# Required task 1:
Translate into Spanish the following sentence from the article on testing AI-based systems: "Unlike traditional software, AI systems learn and evolve continuously, making their behavior less predictable and more complex to test."

# Source text:
Begin
MONTHLY INSIDER
ISO/IEC TR 29119-11: A Technical Report Providing Guidelines for Testing AI-Based Systems
27/08/2024
11 MIN READ /
Today, software permeates every aspect of life, and artificial intelligence (AI) is becoming increasingly integral to business operations. As AI systems grow in complexity and ubiquity, ensuring their reliability, safety, and effectiveness is paramount.
This is where ISO/IEC TR 29119-11 comes into play: a standard dedicated to testing AI-based systems, offering numerous benefits for businesses via a structured and universally recognized approach to AI software testing.
In full disclosure, this is one of our ‘favourite’ standards related to AI systems, chosen by our team a few years ago as the foundation for code4thought’s proprietary AI Quality Testing platform.
Overview of ISO/IEC TR 29119-11
ISO/IEC TR 29119-11 is actually a technical report and part of the broader ISO/IEC 29119 series of standards, which provides guidelines and best practices for software testing across various phases of the software development lifecycle.
TR 29119-11 focuses on and addresses the unique challenges associated with AI-based systems testing. Unlike traditional software, AI systems learn and evolve continuously, making their behavior less predictable and more complex to test. ISO/IEC TR 29119-11 provides guidelines and best practices to ensure these systems perform as intended and mitigate all associated risks.
The inception of ISO/IEC TR 29119-11 was rooted in late 2020 in the growing need for standardized testing methodologies for AI systems. As AI technologies began to diffuse through various industries – from self-driving cars and smart vacuums to checkout-free grocery shopping and machine learning for healthcare – stakeholders recognized the absence of comprehensive testing standards.
This gap led to collaborative efforts among international experts in AI and software testing, culminating in the development of ISO/IEC TR 29119-11, which forms a consensus on the best practices required to ensure the quality and reliability of AI systems.
ISO/IEC TR 29119-11 is meticulously structured to cover all facets of AI system testing. Its key components include:
- Scope: Outlines its purpose and its applicability to different types of AI systems.
- Concepts: Defines key terms and concepts to ensure a common understanding among practitioners.
- Planning: Provides guidance on planning tests for AI systems, considering factors such as system complexity, learning mechanisms, and operational environment.
- Design: Discusses methodologies for designing effective tests, including the selection of appropriate test data and scenarios.
- Execution: Covers the execution of tests, including monitoring system behavior, logging results, and handling anomalies.
- Evaluation and Reporting: Offers guidelines for evaluating test results and reporting findings to stakeholders.
End
# Required task 2:
Locate each line in the entries below that contains the word "railing", and copy those lines.

# Material for the task:
Begin
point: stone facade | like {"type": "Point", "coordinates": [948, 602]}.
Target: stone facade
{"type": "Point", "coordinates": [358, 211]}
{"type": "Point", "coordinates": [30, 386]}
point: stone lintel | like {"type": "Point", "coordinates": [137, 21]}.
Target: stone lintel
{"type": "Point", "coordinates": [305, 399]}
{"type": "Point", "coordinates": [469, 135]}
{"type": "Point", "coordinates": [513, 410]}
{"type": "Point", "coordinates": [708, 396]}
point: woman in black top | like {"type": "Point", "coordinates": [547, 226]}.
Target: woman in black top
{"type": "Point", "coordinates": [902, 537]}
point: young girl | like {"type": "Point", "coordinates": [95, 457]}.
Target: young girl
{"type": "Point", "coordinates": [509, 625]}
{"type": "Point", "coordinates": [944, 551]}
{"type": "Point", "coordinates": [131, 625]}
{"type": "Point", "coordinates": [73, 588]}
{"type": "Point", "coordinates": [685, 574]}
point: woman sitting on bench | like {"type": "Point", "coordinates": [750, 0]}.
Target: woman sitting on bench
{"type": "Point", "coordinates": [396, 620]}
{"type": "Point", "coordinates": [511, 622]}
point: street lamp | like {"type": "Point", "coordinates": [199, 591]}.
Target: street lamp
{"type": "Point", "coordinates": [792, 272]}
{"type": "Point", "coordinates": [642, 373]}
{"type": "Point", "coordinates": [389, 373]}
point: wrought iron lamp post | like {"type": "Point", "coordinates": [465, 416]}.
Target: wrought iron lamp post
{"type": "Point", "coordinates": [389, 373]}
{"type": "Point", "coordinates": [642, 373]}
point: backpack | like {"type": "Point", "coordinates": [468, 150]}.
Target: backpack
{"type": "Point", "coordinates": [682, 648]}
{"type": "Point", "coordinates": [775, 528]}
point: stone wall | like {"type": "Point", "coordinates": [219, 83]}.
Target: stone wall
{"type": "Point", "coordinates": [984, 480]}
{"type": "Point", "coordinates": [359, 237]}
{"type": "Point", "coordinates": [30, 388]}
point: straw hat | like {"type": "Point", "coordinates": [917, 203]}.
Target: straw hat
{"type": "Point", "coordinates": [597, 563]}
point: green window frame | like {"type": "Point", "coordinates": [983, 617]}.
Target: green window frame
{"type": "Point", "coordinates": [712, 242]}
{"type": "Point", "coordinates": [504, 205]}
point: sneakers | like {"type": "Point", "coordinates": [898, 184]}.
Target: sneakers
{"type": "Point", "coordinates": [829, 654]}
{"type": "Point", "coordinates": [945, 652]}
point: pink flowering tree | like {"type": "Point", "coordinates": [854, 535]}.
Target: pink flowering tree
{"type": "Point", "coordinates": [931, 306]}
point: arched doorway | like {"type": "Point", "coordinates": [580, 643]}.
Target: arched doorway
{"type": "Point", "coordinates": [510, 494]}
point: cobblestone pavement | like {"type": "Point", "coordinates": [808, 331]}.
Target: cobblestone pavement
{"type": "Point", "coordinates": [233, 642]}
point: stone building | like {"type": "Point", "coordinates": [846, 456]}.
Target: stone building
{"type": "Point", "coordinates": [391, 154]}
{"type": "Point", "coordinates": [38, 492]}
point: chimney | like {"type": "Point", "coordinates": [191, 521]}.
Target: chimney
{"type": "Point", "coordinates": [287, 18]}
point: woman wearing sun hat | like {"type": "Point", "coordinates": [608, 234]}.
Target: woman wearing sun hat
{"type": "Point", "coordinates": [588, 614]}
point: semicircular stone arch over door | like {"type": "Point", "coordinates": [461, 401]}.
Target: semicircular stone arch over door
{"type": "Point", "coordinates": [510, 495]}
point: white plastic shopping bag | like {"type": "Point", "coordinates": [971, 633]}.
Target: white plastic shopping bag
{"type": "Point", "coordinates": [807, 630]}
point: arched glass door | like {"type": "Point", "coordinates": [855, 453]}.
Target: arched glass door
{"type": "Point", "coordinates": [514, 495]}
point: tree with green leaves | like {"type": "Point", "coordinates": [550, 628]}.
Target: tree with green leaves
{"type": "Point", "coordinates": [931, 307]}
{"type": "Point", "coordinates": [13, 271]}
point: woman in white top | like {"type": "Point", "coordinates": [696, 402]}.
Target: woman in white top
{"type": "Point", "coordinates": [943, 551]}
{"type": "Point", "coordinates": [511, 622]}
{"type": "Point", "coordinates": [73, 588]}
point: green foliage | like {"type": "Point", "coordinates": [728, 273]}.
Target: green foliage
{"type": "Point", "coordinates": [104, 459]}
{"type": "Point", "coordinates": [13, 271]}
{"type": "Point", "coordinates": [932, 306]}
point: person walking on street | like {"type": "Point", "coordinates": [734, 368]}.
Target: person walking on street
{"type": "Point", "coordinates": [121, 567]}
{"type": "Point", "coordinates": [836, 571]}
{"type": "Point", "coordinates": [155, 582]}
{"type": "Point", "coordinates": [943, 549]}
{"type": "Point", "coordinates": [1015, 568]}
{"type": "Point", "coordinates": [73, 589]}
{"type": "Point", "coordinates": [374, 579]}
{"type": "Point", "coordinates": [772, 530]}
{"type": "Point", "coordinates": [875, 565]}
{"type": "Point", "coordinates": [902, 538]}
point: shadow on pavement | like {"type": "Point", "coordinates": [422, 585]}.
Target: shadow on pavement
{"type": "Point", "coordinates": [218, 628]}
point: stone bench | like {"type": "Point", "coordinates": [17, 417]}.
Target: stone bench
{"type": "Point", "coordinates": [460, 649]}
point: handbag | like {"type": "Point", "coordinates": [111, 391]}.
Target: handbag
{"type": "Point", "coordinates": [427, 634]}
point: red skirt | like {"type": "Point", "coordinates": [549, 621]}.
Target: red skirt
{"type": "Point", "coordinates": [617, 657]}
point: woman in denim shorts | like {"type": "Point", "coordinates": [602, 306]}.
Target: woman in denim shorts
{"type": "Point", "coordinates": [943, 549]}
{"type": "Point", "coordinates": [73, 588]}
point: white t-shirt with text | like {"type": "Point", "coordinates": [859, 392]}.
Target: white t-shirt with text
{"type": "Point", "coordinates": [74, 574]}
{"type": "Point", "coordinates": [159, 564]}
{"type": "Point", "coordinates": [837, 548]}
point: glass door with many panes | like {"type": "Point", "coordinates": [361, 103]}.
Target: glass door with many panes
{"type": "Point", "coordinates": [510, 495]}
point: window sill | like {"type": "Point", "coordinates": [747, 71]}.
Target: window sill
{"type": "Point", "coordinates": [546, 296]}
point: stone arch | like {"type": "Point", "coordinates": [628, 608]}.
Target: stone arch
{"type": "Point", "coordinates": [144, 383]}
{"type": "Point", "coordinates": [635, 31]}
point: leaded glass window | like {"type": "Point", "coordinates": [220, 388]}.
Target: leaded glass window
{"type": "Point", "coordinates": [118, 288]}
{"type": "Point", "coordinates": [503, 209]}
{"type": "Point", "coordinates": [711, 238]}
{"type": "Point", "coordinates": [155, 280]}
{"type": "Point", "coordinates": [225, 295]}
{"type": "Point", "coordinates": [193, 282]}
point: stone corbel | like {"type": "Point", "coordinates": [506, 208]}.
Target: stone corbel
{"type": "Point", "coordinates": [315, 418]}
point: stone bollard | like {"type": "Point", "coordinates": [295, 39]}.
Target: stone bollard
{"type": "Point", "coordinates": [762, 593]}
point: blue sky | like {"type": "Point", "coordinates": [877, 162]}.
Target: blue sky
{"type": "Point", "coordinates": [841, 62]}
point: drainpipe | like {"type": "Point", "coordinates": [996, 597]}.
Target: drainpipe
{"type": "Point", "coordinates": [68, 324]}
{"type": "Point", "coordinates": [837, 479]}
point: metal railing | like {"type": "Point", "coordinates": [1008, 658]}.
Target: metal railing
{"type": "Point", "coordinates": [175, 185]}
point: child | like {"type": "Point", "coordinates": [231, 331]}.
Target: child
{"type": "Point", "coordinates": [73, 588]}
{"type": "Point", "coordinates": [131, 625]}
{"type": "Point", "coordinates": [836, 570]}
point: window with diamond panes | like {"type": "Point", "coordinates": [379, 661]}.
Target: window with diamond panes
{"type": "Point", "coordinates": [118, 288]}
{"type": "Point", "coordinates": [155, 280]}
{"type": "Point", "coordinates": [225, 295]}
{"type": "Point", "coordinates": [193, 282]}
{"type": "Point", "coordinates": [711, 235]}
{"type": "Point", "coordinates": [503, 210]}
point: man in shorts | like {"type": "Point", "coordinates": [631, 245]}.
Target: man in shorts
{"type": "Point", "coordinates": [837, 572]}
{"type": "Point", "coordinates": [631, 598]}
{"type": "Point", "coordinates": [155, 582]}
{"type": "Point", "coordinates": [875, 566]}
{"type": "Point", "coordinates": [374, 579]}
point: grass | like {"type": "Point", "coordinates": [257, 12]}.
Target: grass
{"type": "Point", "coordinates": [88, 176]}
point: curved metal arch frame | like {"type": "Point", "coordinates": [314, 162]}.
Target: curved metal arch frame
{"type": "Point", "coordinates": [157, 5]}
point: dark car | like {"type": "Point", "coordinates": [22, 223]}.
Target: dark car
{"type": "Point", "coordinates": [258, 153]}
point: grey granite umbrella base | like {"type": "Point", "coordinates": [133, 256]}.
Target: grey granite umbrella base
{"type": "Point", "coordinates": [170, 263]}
End
# Right answer 1:
A diferencia del software tradicional, los sistemas de IA aprenden y evolucionan continuamente, lo que hace que su comportamiento sea menos predecible y más complejo de probar.

# Right answer 2:
point: metal railing | like {"type": "Point", "coordinates": [1008, 658]}.
Target: metal railing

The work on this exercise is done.